(Saved data entries)
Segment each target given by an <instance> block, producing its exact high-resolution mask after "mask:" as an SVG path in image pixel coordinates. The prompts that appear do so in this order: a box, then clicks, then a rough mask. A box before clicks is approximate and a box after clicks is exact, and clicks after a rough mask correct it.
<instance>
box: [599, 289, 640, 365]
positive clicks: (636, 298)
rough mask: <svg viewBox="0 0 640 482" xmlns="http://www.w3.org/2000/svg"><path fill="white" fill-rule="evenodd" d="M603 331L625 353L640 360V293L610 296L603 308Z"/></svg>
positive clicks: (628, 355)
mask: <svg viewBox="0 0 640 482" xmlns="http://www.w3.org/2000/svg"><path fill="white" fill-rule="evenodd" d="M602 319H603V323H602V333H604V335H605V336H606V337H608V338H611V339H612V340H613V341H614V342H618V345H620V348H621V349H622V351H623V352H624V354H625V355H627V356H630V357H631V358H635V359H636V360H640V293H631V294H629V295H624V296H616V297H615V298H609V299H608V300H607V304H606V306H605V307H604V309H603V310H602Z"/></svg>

Problem to solve:
Your response must consist of the entries, reproduced exactly.

Task answer:
Segment each target given by an <instance> block, producing its exact high-resolution mask after "mask:" as an SVG path in image pixel coordinates. The prompts that appear do so in this order: a box, then clicks, then a rough mask. A box before clicks is approximate and a box after clicks is exact, and clicks after a rough mask correct it.
<instance>
box: [599, 289, 640, 365]
positive clicks: (636, 298)
rough mask: <svg viewBox="0 0 640 482" xmlns="http://www.w3.org/2000/svg"><path fill="white" fill-rule="evenodd" d="M603 331L625 353L640 360V293L610 296L603 308Z"/></svg>
positive clicks: (628, 355)
mask: <svg viewBox="0 0 640 482" xmlns="http://www.w3.org/2000/svg"><path fill="white" fill-rule="evenodd" d="M602 319H603V323H602V333H604V335H605V336H606V337H608V338H611V339H612V340H613V341H614V342H618V345H620V348H621V349H622V351H623V352H624V354H625V355H627V356H630V357H631V358H635V359H636V360H640V293H631V294H629V295H624V296H616V297H615V298H609V299H608V300H607V304H606V306H605V307H604V309H603V310H602Z"/></svg>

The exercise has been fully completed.